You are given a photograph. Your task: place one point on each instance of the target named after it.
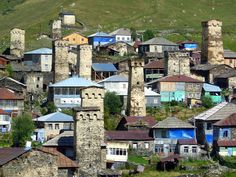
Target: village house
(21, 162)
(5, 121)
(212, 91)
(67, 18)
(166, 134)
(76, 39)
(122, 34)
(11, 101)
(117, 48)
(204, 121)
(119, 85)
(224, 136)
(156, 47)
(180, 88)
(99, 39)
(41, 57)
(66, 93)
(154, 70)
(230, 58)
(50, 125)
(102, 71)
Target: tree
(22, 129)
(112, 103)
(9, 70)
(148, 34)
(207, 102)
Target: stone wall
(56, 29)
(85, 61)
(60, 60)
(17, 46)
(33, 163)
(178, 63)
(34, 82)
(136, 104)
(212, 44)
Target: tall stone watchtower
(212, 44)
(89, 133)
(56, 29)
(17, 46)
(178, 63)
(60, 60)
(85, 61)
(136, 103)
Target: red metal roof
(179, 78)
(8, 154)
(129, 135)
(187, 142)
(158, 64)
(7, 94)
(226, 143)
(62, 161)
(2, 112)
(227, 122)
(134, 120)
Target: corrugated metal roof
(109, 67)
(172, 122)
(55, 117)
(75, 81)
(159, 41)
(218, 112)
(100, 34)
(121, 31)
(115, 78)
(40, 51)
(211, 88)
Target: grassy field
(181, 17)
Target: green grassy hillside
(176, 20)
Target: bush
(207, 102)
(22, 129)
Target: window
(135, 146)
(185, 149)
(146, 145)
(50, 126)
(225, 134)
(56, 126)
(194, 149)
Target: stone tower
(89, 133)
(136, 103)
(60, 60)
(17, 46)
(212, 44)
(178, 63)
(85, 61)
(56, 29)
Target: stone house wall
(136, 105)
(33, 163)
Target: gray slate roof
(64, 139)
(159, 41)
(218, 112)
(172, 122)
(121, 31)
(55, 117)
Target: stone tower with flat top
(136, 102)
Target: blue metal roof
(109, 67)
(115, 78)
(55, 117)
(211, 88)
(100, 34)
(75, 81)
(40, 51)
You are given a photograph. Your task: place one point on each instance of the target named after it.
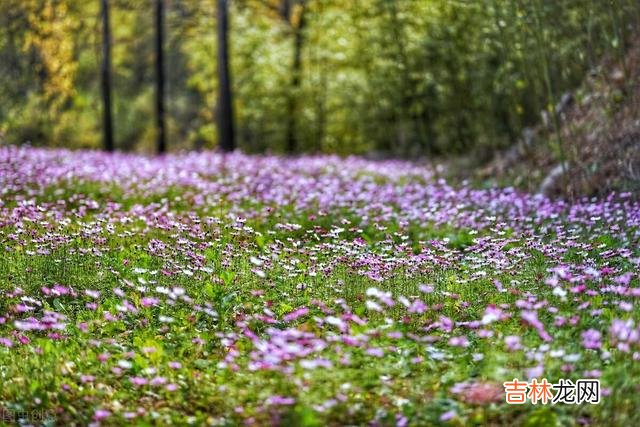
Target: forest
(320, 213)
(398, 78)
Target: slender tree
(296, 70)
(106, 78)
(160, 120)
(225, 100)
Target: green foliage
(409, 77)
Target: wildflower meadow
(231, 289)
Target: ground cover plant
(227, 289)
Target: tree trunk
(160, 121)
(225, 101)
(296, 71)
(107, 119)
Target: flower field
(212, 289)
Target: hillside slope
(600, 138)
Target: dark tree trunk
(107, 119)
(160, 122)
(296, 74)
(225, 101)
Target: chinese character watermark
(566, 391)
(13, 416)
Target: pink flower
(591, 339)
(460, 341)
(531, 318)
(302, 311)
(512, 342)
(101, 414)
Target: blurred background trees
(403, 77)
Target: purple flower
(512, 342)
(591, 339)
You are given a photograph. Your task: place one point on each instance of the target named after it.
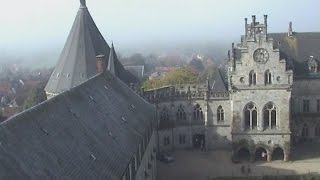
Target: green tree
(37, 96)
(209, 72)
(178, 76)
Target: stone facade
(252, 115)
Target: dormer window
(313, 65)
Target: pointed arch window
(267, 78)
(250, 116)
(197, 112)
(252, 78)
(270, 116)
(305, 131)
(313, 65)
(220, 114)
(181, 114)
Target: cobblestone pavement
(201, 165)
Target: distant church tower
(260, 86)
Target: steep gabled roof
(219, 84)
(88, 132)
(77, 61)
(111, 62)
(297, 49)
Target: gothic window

※

Your instructions: Starting at the line that holds "Target: purple flower" and ending at the last line of the material above, repeat each line exactly, both ends included, and leave the pictures out.

Result of this exercise:
Target: purple flower
(512, 342)
(591, 339)
You are given a photograph. Your task: place one point on each instance of the target named after it.
Target: green tree
(37, 96)
(209, 72)
(178, 76)
Target: stone facade
(252, 115)
Target: dormer window
(313, 65)
Target: pointed arch window
(267, 78)
(250, 116)
(197, 112)
(252, 78)
(270, 116)
(305, 131)
(313, 65)
(220, 114)
(181, 114)
Target: cobblestone pavement
(201, 165)
Target: distant church tower
(260, 86)
Target: steep gabled roof
(219, 84)
(88, 132)
(77, 61)
(111, 62)
(297, 49)
Target: gothic window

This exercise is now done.